### TEXTO
· · · · ·
Morena pretende su propia versión del presidencialismo echeverrista sin la estética de legalidad y, peor aún, sin la efectividad quirúrgica de un partido de Estado. Manipulan sobre las rodillas las reglas para encontrar alguna posibilidad operativa al despropósito que impulsaron y, de paso, facilitar el agandalle ante las complicaciones no calculadas. Desconocen sus propias posiciones para sacudirse de las restricciones que redactaron para sus adversarios. Recurren a la intervención desaseada de un tribunal sometido para dar apariencia de legalidad a lo que no es otra cosa que una flagrante violación a la nueva Constitución de facción.
Un breve recuento.
· · · · ·
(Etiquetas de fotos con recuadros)
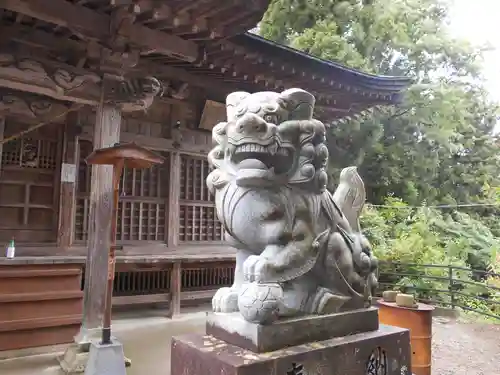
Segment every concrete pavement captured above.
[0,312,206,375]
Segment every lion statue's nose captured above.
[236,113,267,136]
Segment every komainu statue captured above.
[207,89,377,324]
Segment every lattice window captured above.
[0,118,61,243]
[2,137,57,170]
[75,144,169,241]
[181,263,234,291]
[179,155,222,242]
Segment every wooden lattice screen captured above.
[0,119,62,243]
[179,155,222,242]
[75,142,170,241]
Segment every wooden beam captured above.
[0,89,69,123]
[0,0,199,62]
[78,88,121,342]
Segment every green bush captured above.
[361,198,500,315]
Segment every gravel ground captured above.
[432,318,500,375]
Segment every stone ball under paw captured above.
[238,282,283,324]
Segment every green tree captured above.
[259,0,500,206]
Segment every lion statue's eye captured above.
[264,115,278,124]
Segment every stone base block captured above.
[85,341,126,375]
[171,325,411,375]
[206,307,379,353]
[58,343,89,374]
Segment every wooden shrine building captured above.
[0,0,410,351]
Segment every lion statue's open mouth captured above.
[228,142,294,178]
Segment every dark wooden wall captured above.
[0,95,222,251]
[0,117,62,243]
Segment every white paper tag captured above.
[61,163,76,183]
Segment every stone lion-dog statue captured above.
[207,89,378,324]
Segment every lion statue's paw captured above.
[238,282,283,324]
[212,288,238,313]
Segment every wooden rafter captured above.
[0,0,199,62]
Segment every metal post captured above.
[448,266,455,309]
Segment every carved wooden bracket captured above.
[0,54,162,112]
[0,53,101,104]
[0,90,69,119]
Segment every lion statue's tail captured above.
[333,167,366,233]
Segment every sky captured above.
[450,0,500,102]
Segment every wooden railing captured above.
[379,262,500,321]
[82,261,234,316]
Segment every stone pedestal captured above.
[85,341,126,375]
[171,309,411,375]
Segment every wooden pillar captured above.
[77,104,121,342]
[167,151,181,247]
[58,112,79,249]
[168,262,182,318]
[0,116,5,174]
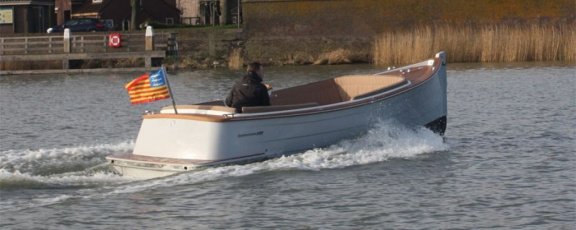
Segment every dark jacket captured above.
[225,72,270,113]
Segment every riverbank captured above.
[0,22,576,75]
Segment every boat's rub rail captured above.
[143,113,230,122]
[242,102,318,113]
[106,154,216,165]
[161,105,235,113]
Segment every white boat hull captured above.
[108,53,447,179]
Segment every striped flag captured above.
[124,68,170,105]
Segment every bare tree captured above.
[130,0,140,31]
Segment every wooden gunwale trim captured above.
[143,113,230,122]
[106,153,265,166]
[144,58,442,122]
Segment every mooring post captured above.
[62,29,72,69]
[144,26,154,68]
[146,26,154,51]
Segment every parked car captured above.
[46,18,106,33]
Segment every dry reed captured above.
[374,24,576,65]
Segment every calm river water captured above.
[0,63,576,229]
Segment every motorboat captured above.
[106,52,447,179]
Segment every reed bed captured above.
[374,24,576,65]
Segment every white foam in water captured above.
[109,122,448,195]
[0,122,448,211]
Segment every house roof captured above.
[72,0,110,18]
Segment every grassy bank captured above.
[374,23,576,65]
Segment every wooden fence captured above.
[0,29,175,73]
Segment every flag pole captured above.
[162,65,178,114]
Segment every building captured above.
· · · · ·
### OBJETIVO DEL EJERCICIO
Enumere las formas verbales en tercera persona del plural que abren una oración en el texto sobre Morena.

### RESPUESTA CORRECTA
Manipulan, Desconocen, Recurren